— BEGIN —

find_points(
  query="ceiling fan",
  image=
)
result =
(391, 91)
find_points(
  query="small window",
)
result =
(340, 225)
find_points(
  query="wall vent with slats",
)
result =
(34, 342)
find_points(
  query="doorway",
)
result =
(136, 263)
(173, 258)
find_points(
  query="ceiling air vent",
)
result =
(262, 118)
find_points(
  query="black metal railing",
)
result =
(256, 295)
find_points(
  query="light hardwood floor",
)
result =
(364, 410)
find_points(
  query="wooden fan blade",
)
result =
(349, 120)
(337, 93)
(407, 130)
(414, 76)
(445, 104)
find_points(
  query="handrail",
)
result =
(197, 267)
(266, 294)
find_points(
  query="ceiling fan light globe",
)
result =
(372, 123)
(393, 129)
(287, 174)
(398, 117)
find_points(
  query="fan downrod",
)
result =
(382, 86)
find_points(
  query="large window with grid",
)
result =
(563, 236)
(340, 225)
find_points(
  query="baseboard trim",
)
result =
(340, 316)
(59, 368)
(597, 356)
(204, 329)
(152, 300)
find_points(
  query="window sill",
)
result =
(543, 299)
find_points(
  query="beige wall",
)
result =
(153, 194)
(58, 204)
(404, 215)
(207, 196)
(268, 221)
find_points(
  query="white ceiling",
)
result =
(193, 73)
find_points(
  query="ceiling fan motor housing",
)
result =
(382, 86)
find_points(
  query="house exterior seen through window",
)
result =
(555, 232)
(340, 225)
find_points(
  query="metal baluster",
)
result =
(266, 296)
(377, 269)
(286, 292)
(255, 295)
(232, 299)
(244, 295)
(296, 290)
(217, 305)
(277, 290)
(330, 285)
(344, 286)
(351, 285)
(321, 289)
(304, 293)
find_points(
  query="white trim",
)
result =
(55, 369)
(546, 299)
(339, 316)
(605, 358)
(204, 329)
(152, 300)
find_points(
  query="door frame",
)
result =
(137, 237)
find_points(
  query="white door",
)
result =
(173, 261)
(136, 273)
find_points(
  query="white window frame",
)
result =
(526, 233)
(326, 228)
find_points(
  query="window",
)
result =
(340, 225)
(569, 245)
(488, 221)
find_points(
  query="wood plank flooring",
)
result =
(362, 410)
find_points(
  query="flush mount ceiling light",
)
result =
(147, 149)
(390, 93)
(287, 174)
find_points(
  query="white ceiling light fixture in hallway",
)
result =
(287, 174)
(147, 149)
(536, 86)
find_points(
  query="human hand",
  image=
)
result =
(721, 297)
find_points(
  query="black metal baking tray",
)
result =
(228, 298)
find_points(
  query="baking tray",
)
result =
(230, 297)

— END —

#### Required work
Count how many lines in the items above contain the string "white", matching case exactly, and reply with the number alone.

#### Solution to this exercise
5